--- Data provided ---

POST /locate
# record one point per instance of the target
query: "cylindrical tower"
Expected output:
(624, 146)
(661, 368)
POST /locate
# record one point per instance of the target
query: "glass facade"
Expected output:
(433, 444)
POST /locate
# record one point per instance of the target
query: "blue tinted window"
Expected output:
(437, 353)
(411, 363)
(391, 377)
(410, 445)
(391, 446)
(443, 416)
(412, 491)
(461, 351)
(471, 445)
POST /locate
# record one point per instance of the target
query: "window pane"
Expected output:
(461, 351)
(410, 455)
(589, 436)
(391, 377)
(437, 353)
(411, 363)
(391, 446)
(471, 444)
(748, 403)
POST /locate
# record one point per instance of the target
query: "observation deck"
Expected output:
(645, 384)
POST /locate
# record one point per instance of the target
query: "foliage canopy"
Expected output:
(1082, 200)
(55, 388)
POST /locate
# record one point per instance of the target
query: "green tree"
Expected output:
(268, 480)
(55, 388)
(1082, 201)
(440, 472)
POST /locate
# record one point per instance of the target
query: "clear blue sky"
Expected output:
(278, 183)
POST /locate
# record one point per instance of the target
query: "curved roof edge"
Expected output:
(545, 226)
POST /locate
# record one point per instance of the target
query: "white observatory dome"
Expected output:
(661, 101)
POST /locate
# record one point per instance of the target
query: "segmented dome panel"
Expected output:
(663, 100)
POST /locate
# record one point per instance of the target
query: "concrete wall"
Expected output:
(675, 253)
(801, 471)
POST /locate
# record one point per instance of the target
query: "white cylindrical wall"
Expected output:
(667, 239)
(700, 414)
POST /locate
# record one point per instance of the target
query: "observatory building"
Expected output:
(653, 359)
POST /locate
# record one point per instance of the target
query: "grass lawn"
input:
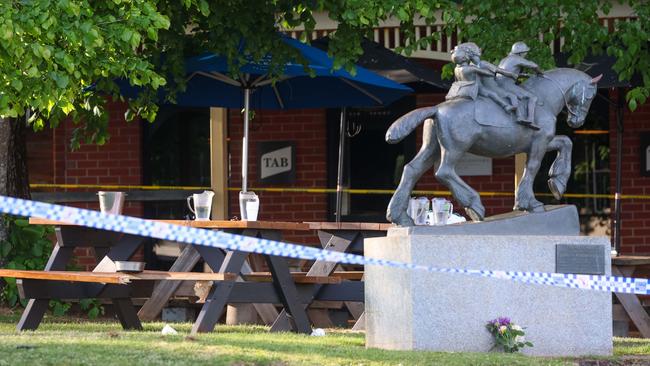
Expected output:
(75, 342)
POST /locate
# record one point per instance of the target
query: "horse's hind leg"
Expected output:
(465, 195)
(423, 161)
(561, 167)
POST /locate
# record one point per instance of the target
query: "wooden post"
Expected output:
(520, 165)
(219, 162)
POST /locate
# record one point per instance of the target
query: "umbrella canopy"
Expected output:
(394, 66)
(210, 84)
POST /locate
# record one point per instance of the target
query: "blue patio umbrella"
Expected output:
(210, 84)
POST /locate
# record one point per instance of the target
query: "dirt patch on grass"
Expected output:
(621, 361)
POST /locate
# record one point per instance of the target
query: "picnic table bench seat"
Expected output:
(123, 278)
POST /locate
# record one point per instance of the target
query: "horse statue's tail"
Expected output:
(408, 122)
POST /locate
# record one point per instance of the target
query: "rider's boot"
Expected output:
(529, 120)
(532, 103)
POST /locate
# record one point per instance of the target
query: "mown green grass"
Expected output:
(69, 341)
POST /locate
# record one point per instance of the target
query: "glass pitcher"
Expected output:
(202, 205)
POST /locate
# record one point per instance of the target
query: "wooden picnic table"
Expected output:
(117, 246)
(626, 266)
(342, 237)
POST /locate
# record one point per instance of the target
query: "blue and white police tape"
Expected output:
(219, 239)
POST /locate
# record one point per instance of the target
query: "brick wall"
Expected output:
(307, 127)
(50, 160)
(635, 213)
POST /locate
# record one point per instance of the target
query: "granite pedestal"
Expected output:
(416, 310)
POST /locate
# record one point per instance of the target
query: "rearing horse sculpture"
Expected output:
(481, 127)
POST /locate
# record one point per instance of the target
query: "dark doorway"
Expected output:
(369, 162)
(176, 152)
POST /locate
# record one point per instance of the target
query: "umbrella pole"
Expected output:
(244, 162)
(619, 155)
(339, 178)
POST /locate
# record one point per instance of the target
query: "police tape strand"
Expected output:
(226, 241)
(356, 191)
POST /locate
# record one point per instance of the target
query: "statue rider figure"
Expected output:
(514, 63)
(473, 80)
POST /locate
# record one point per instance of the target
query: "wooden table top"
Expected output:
(211, 224)
(370, 226)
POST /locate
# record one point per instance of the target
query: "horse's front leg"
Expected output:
(423, 161)
(524, 197)
(561, 168)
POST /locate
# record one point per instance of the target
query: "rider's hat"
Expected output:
(519, 47)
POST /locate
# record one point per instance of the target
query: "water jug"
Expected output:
(417, 210)
(202, 205)
(442, 210)
(249, 205)
(111, 202)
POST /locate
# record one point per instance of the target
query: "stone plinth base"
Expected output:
(416, 310)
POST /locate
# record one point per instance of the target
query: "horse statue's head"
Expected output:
(578, 100)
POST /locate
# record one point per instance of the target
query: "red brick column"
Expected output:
(119, 161)
(635, 213)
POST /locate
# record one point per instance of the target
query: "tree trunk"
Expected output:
(13, 158)
(13, 164)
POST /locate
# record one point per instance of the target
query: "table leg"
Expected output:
(286, 288)
(320, 268)
(631, 303)
(36, 308)
(267, 312)
(165, 289)
(126, 246)
(219, 293)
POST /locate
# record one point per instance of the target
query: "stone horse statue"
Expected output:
(483, 128)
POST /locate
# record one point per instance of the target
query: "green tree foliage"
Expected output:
(59, 58)
(52, 51)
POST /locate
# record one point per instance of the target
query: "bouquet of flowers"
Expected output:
(507, 335)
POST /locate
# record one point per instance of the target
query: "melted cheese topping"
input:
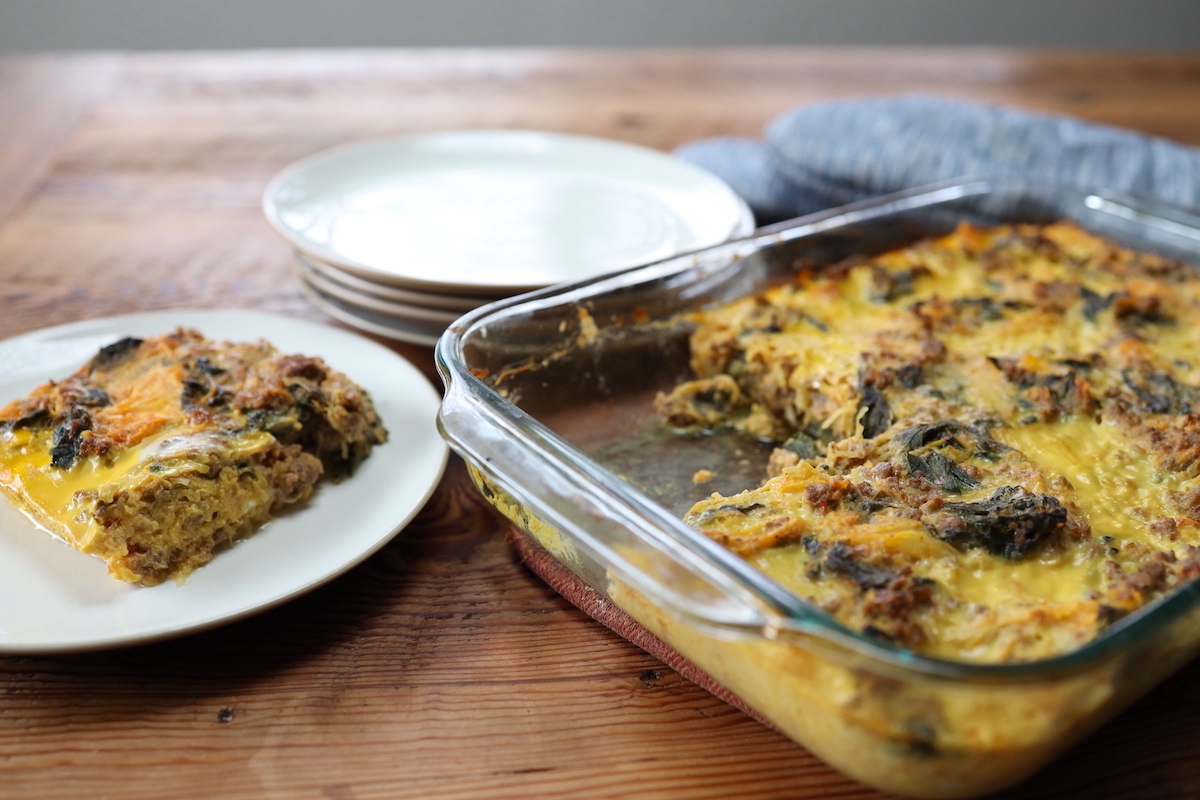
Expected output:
(993, 438)
(65, 499)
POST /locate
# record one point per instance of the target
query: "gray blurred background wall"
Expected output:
(166, 24)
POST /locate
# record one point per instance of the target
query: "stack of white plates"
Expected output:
(402, 236)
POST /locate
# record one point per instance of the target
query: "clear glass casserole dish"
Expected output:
(549, 400)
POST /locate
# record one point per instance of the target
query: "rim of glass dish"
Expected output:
(789, 612)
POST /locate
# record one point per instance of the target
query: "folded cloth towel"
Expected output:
(828, 154)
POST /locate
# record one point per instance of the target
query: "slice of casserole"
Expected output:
(159, 451)
(989, 443)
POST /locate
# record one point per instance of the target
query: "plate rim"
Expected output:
(168, 319)
(741, 227)
(461, 304)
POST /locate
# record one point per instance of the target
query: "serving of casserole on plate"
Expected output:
(913, 479)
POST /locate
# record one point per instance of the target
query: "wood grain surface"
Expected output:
(441, 667)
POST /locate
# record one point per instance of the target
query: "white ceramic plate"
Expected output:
(498, 211)
(363, 300)
(461, 304)
(403, 330)
(54, 599)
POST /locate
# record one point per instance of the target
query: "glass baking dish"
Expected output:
(549, 400)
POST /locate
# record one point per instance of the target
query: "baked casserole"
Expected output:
(159, 451)
(989, 443)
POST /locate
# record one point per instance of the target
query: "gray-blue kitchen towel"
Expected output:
(828, 154)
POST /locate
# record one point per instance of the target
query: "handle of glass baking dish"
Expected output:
(607, 521)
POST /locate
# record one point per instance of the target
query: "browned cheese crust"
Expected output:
(989, 444)
(159, 451)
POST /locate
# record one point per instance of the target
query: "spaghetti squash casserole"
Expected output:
(159, 451)
(988, 443)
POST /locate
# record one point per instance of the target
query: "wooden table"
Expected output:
(441, 667)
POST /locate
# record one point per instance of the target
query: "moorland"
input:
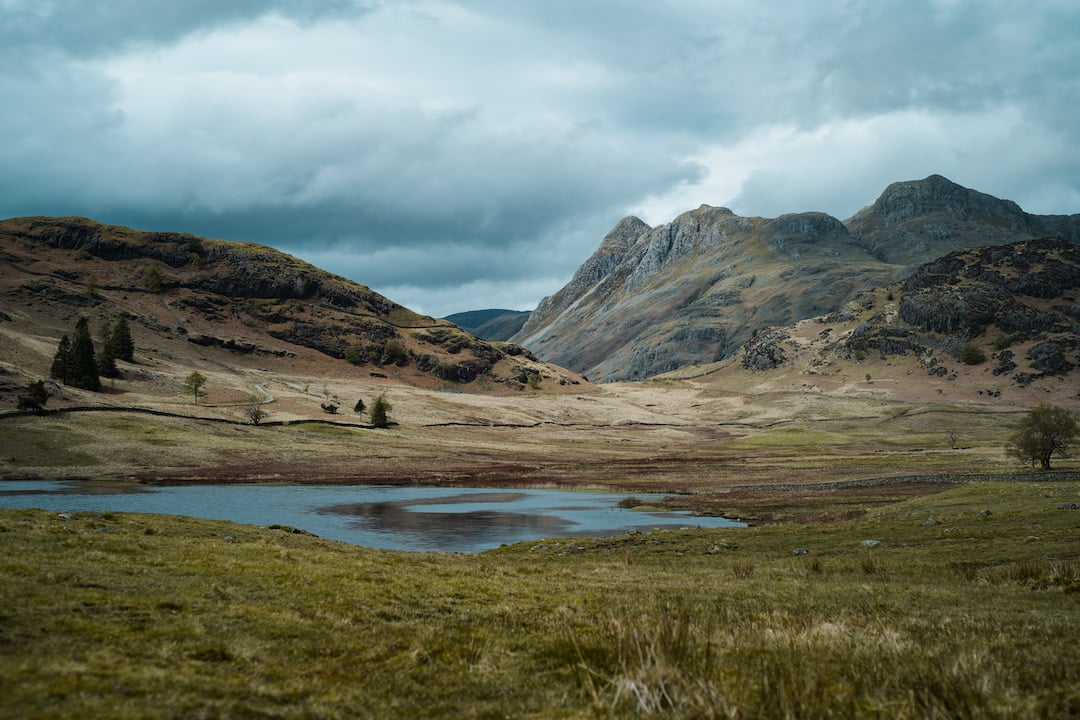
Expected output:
(899, 561)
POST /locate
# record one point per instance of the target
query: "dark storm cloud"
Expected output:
(457, 152)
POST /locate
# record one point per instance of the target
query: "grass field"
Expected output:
(972, 615)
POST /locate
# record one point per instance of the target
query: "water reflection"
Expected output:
(410, 518)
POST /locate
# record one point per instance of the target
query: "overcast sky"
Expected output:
(460, 154)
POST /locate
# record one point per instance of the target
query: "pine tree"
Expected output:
(107, 358)
(82, 368)
(62, 361)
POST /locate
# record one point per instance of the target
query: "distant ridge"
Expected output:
(185, 291)
(652, 299)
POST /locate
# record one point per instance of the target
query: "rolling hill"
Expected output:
(650, 300)
(193, 299)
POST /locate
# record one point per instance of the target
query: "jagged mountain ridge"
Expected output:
(1007, 315)
(242, 298)
(652, 299)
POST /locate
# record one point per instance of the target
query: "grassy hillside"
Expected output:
(955, 613)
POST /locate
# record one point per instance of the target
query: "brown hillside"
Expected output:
(194, 300)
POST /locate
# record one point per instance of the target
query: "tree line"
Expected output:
(79, 365)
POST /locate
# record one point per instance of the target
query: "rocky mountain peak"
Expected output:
(622, 235)
(651, 299)
(902, 201)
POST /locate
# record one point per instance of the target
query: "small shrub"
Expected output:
(353, 355)
(380, 410)
(871, 566)
(972, 354)
(743, 570)
(255, 412)
(35, 397)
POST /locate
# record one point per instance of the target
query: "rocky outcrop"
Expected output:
(968, 290)
(696, 289)
(240, 298)
(918, 220)
(990, 297)
(653, 299)
(765, 351)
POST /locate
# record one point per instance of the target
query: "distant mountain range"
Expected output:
(187, 296)
(653, 299)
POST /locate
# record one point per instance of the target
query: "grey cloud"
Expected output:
(435, 146)
(91, 28)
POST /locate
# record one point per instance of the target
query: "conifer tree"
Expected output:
(62, 361)
(82, 365)
(107, 358)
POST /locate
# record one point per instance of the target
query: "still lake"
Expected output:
(406, 518)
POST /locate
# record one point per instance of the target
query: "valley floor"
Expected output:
(923, 608)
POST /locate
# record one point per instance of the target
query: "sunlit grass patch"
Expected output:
(185, 617)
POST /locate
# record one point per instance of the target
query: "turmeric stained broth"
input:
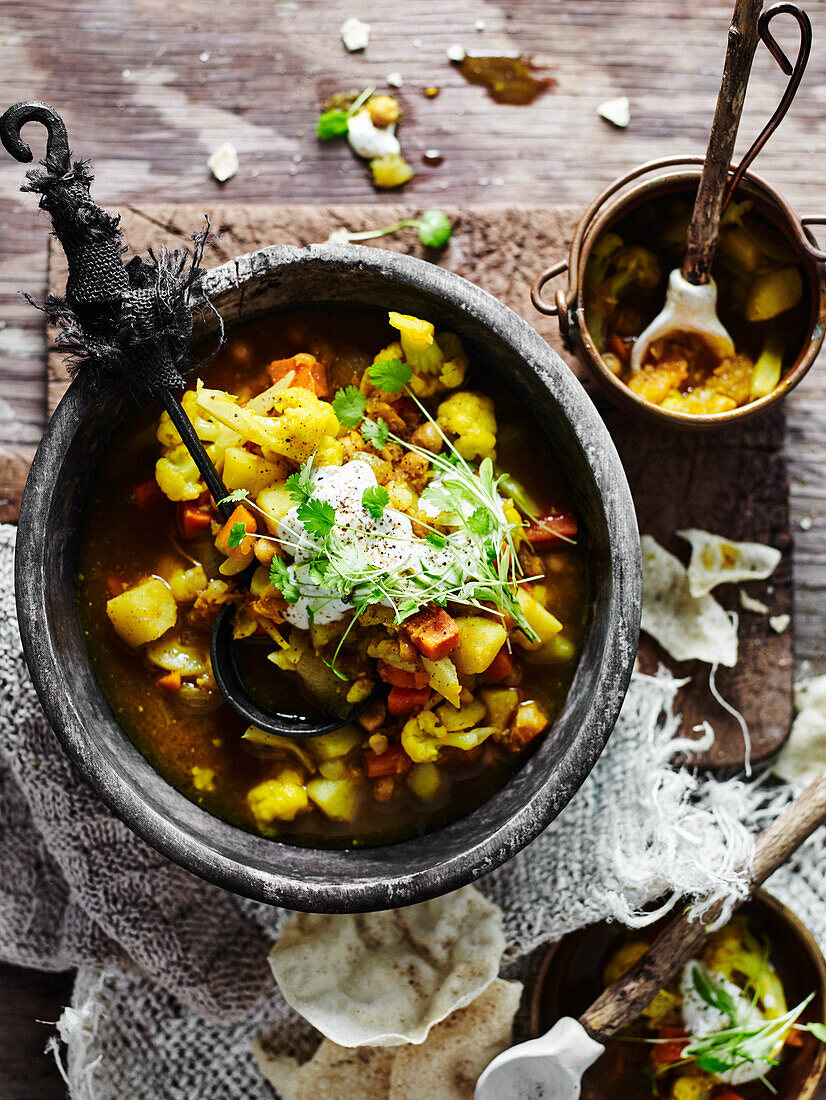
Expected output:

---

**What this task involves:** Pull out each line in the records above that contains the string "wall". Case counts.

**Response for this exercise:**
query: "concrete wall"
query: "white cylindrical wall"
query: "brick wall"
query: "gray blurred background wall"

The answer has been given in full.